### Data records:
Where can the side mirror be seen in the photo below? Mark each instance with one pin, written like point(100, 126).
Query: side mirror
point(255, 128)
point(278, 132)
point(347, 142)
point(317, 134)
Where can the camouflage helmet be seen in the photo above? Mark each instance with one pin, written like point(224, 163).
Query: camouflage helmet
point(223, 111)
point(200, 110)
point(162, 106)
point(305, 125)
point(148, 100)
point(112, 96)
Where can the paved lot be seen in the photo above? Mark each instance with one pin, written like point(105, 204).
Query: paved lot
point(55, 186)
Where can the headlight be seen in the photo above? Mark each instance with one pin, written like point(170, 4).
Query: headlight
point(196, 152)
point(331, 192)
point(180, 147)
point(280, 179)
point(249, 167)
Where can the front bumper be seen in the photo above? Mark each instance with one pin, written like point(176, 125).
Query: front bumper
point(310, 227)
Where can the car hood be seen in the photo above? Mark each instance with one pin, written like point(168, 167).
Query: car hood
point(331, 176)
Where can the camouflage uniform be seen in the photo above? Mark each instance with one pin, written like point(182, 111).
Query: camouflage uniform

### Work to complete:
What's wanted is each line above, transcribed with nothing altered.

### Finished task:
Where can the side mirror be seen in the photo below? Mark each instance with one pin, written like point(100, 126).
Query: side mirror
point(255, 128)
point(278, 132)
point(347, 142)
point(317, 134)
Where can the camouflage helmet be seen in the photo above? Mark each instance with one pin, written like point(224, 163).
Query: camouflage helmet
point(223, 111)
point(200, 110)
point(162, 106)
point(305, 125)
point(148, 100)
point(112, 96)
Where can the paved lot be seen in the photo above? Mark each instance with one pin, written like point(105, 204).
Query: paved lot
point(55, 186)
Where can the headlight be seen in the photo above? Mark each instance with one pin, written like point(170, 4).
Query: headlight
point(196, 152)
point(331, 192)
point(180, 147)
point(280, 179)
point(249, 167)
Where can the front bumper be seen in the photo above? Mark each instance with one pin, written like point(176, 125).
Query: front bumper
point(310, 227)
Where can the car hood be seen in the photo above? Mark each instance with one pin, written like point(168, 167).
Query: car hood
point(331, 176)
Where can the camouflage uniform be seen in the photo above? Mark each instance with one pin, written like point(182, 111).
Query: camouflage uniform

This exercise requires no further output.